▶ **Supplied data**

※

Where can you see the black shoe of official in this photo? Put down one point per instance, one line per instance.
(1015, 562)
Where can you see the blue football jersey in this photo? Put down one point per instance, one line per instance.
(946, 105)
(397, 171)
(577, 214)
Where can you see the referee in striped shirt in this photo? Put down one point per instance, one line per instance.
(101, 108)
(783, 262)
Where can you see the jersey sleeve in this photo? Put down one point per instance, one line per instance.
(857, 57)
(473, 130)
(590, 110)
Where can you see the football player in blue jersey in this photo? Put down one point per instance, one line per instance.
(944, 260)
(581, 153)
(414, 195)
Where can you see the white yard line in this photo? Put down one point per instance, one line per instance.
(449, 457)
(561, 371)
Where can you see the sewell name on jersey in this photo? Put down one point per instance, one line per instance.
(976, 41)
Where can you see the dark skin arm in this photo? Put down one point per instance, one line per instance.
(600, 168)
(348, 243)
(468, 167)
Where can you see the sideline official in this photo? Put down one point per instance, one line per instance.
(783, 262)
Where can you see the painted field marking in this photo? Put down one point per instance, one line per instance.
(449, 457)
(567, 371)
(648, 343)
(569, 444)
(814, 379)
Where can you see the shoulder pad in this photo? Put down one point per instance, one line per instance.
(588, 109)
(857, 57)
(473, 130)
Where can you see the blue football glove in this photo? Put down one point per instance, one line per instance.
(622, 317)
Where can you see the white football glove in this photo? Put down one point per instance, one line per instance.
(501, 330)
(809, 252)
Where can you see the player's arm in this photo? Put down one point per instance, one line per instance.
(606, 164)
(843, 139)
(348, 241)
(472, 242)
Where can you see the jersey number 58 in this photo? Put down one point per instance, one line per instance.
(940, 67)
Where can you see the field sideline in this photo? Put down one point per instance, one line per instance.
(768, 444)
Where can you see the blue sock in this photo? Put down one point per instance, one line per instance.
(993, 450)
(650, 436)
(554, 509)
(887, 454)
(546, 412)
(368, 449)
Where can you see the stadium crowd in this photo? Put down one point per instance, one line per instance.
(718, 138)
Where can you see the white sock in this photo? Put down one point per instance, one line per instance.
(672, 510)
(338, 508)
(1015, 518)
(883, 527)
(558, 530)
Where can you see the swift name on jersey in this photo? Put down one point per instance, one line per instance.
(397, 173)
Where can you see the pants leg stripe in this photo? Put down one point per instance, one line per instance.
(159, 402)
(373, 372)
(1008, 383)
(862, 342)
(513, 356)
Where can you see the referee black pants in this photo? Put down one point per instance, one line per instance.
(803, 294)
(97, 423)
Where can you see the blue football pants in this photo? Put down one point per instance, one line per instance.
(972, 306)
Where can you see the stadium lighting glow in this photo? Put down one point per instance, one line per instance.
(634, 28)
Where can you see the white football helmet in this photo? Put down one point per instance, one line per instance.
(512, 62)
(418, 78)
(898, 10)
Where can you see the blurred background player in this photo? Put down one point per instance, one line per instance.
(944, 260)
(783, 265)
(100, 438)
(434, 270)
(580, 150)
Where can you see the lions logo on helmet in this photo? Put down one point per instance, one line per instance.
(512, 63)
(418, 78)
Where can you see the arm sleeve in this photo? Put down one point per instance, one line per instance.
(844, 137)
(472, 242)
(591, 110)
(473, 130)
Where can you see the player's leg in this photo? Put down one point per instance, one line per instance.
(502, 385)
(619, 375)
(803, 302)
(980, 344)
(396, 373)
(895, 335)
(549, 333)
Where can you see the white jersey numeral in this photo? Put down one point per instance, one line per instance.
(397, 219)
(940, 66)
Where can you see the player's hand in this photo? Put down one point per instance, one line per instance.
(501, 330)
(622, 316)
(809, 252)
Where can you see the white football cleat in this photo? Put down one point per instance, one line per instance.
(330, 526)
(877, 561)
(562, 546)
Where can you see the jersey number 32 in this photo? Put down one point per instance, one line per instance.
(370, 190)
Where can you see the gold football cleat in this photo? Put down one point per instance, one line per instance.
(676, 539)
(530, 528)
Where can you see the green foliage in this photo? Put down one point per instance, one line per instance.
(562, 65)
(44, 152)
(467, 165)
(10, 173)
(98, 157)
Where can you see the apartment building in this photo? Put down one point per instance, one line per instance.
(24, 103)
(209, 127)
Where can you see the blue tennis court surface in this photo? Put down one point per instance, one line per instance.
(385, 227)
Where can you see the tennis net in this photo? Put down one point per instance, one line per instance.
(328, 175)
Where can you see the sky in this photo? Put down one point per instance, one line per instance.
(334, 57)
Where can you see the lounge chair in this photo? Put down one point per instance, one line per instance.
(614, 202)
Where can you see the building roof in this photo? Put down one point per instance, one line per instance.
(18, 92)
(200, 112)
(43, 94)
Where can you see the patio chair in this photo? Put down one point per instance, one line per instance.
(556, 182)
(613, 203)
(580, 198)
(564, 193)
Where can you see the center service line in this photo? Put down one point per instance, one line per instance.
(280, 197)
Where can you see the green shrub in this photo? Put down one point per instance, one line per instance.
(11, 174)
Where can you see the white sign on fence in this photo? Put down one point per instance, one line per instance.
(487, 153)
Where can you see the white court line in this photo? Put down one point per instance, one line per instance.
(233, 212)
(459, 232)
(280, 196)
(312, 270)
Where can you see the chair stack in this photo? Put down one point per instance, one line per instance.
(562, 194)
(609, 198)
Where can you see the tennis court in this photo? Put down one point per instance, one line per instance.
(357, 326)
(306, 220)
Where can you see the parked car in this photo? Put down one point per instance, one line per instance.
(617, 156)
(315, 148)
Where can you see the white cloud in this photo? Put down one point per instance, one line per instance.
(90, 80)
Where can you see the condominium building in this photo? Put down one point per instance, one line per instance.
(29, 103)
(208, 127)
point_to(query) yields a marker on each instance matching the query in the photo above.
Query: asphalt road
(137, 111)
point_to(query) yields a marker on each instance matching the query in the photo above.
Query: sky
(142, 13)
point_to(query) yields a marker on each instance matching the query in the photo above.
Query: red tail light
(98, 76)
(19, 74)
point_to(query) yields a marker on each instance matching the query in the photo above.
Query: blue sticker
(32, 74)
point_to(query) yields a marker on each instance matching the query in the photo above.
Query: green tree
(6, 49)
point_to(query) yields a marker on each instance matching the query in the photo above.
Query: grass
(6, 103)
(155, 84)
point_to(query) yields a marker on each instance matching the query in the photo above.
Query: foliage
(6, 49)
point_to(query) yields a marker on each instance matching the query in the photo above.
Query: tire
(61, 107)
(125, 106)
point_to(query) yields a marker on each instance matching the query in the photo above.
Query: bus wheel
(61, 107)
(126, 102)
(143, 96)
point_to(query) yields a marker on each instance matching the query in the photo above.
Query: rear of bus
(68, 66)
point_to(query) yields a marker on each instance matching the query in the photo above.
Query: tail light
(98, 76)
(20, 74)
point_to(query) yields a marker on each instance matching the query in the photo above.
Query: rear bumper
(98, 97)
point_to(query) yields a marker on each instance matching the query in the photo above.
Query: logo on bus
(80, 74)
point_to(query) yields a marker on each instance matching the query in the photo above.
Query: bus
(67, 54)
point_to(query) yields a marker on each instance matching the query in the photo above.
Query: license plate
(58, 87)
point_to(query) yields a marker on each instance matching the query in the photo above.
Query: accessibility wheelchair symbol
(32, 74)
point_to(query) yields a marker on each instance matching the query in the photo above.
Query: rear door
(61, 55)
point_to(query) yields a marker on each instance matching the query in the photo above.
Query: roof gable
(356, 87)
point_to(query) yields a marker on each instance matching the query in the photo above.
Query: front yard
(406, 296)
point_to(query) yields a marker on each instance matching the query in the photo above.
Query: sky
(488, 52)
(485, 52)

※

▶ **Given exercise**
Reproduce the listing above verbatim, from first line to last.

▶ **Completed task**
Where can you see the black shoe of official in this photo? Put down one point per instance, one line per instance.
(1015, 562)
Where can you see the blue football jersey in this photo? Put down one point per instance, one line per instance.
(946, 105)
(397, 171)
(577, 214)
Where can you see the referee in striped shirt in this photo? Put down one point per instance, one line per instance.
(101, 108)
(783, 262)
Where can you see the jersey sleeve in this photo? Put down one point per instance, one line per instance.
(857, 57)
(473, 130)
(590, 110)
Where can you see the football player in blue jersey in this photo? Put down one point per instance, one line per instance.
(944, 260)
(581, 153)
(414, 195)
Where can you see the white yard line in this photo? Put down one point per instance, one line per instance.
(449, 457)
(561, 371)
Where can you see the sewell name on jersey in this photo? Put down one point per instance, one line per instance.
(976, 41)
Where can you see the dark skin arm in this photo? Put down one point per instance, one line per instance.
(600, 168)
(348, 243)
(468, 167)
Where can you see the sideline official in this photo? Put down one point per instance, one line per instance.
(783, 262)
Where can you see the painted field marking in this photo? Put down one point per instance, one line per instance.
(449, 457)
(567, 371)
(648, 343)
(569, 444)
(814, 379)
Where can you see the shoulder pad in this photo? Put down one point per instance, one line per instance.
(588, 109)
(857, 57)
(473, 130)
Where can you see the blue football glove in this photo? Put down one point per instance, one line per instance.
(622, 317)
Where can you see the white football glove in this photo? Put down one point per instance, one line per instance.
(501, 330)
(809, 252)
Where can you see the player's arm in this photo? Put down one point per instance, one line per instance.
(606, 164)
(843, 139)
(348, 241)
(472, 242)
Where can you see the jersey number 58 in this photo? Put down one point per instance, one line per instance.
(940, 67)
Where can you see the field sideline in this photo? Put down one point per instance, one line per instance.
(768, 444)
Where can you see the blue sock in this photo? Put down one point per instance, one line per instance.
(993, 450)
(650, 436)
(554, 509)
(887, 454)
(546, 412)
(368, 449)
Where can you see the stadium crowd in this photo? Put down one point per instance, one line per instance.
(718, 138)
Where can you see the white sock in this photo? Put down one point per instance, one line per instance.
(672, 510)
(338, 508)
(1015, 518)
(883, 527)
(558, 530)
Where can you see the swift name on jersey in this photo? Put down one point per instance, one line per instance.
(397, 173)
Where can you see the pants leg stripe in this photo? Put down one point per instance, one line per instance.
(159, 402)
(373, 372)
(1008, 383)
(862, 342)
(513, 356)
Where can you see the referee black pants in this photo? Put down one point per instance, one line per instance.
(803, 294)
(97, 423)
Where can you see the blue football pants in this photo? Put down one point per instance, one line per instance.
(972, 306)
Where can you see the stadium lighting glow in this photo? Put down one point per instance, one line per instance.
(634, 28)
Where can you see the white football helmet in this photo? Put down one point per instance, one line per instance.
(512, 62)
(418, 78)
(898, 10)
Where can you see the blurred background player in this photo? Put down one point per instance, one line per instance.
(944, 260)
(783, 265)
(100, 438)
(434, 270)
(580, 150)
Where can you see the lions logo on helmet in this photo? Put down one point per instance, one line per instance.
(512, 63)
(418, 78)
Where can you see the arm sleeve in this photo? Put down one point per instance, one line per instance.
(844, 137)
(472, 242)
(591, 110)
(473, 130)
Where can you see the player's leg in this photo? Put down one point per instance, one line per instance.
(502, 385)
(619, 375)
(803, 302)
(980, 344)
(396, 373)
(895, 335)
(549, 333)
Where can you see the white jersey numeral in this photo? Put down one point per instance, one line per instance.
(397, 219)
(940, 66)
Where can you see the player's hand in this photo? Put down one point per instance, one line per instance.
(501, 330)
(622, 316)
(809, 252)
Where can you see the white football cleat in this photo? Put down one point per instance, one line per instance.
(330, 526)
(877, 561)
(562, 546)
Where can you see the jersey number 32 in this photo? Put down one point per instance, one line per instance.
(370, 190)
Where can you see the gold football cleat in this photo? Put down one point per instance, one line per instance.
(676, 539)
(530, 528)
Where can you see the green foliage in this photo? Put down one point per instance, one line per instance.
(562, 65)
(44, 152)
(467, 165)
(10, 173)
(98, 157)
Where can you see the apartment building in this photo? Put down one point per instance, one line per instance.
(24, 103)
(209, 127)
Where can you see the blue tennis court surface in this photo? Put down one point per instance, one line per instance.
(385, 227)
Where can you see the tennis net in this photo? Put down one point per instance, one line per instance.
(328, 175)
Where can you see the sky in this photo? Put down one point per instance, one line per instance.
(334, 57)
Where can you see the lounge chair in this photo? Put down one point per instance, one line per instance.
(614, 202)
Where can you see the building roof in this photo? Put down one point per instance, one line per instance.
(18, 92)
(200, 112)
(43, 94)
Where can you see the patio chair in this photo? Put down one point per instance, one line per instance.
(556, 182)
(613, 203)
(580, 198)
(564, 193)
Where can you see the center service line in this photo? Put down one point per instance, one line per instance.
(280, 197)
Where can you see the green shrub in this photo? Put down one point per instance, one line per instance.
(11, 174)
Where can you see the white sign on fence in this photo? Put down one point per instance, one line per instance.
(487, 153)
Where can you see the white court line in this photo? Put down one point per instance, one line per instance.
(233, 212)
(459, 232)
(280, 196)
(312, 270)
Where can you see the chair stack in this photo? Put down one point per instance, one line per instance.
(562, 194)
(609, 198)
Where can you see the tennis court in this photo? Put down one point per instance, one line per instance.
(357, 326)
(306, 220)
Where can you see the parked car in this photo? Put down one point per instance, one line per instance.
(617, 156)
(315, 148)
Where can you see the white cloud in this photo? Put down one point per instance, one line per instance.
(90, 80)
Where can you see the condominium building in this photo? Put down one point per instance, one line per instance.
(29, 103)
(208, 127)
point_to(query) yields a marker on each instance matching the query in the photo above.
Query: asphalt road
(137, 111)
point_to(query) yields a marker on each instance matching the query in the photo above.
Query: sky
(142, 13)
point_to(query) yields a marker on each instance matching the query in the photo above.
Query: red tail light
(98, 76)
(19, 74)
point_to(query) yields a marker on each instance matching the query in the photo above.
Query: blue sticker
(32, 74)
point_to(query) yields a marker on each instance matching the query in the photo above.
Query: green tree
(6, 49)
point_to(query) yields a marker on each instance matching the query in the photo above.
Query: grass
(6, 103)
(155, 84)
point_to(query) yields a marker on each instance matching the query in the photo above.
Query: foliage
(6, 49)
point_to(query) yields a marker on each instance matching the query in the photo above.
Query: tire
(61, 107)
(125, 106)
point_to(query) yields a marker on each instance matching the query in the photo above.
Query: bus wheel
(61, 107)
(126, 102)
(143, 96)
point_to(query) yields a marker on each instance matching the query in the photo above.
Query: rear of bus
(68, 66)
point_to(query) yields a marker on each instance matching the query in the photo above.
Query: tail light
(98, 76)
(20, 74)
point_to(query) yields a marker on each instance matching the query in the photo above.
Query: rear bumper
(98, 97)
point_to(query) yields a marker on each instance matching the query in the photo above.
Query: logo on bus
(80, 74)
point_to(query) yields a marker on each instance matching the query in the photo above.
Query: bus
(67, 54)
point_to(query) yields a marker on each instance matching the query in the photo above.
Query: license plate
(58, 87)
point_to(query) yields a marker on each instance matching the query in the photo above.
Query: accessibility wheelchair symbol
(32, 74)
point_to(query) yields a marker on each instance matching the query in the photo above.
Query: rear door
(61, 55)
point_to(query) yields a marker on each instance matching the query in the photo above.
Query: roof gable
(356, 87)
point_to(query) yields a marker on each instance matching the query in the photo above.
Query: front yard
(406, 296)
point_to(query) yields a marker on each instance matching the query in the photo above.
Query: sky
(488, 52)
(485, 52)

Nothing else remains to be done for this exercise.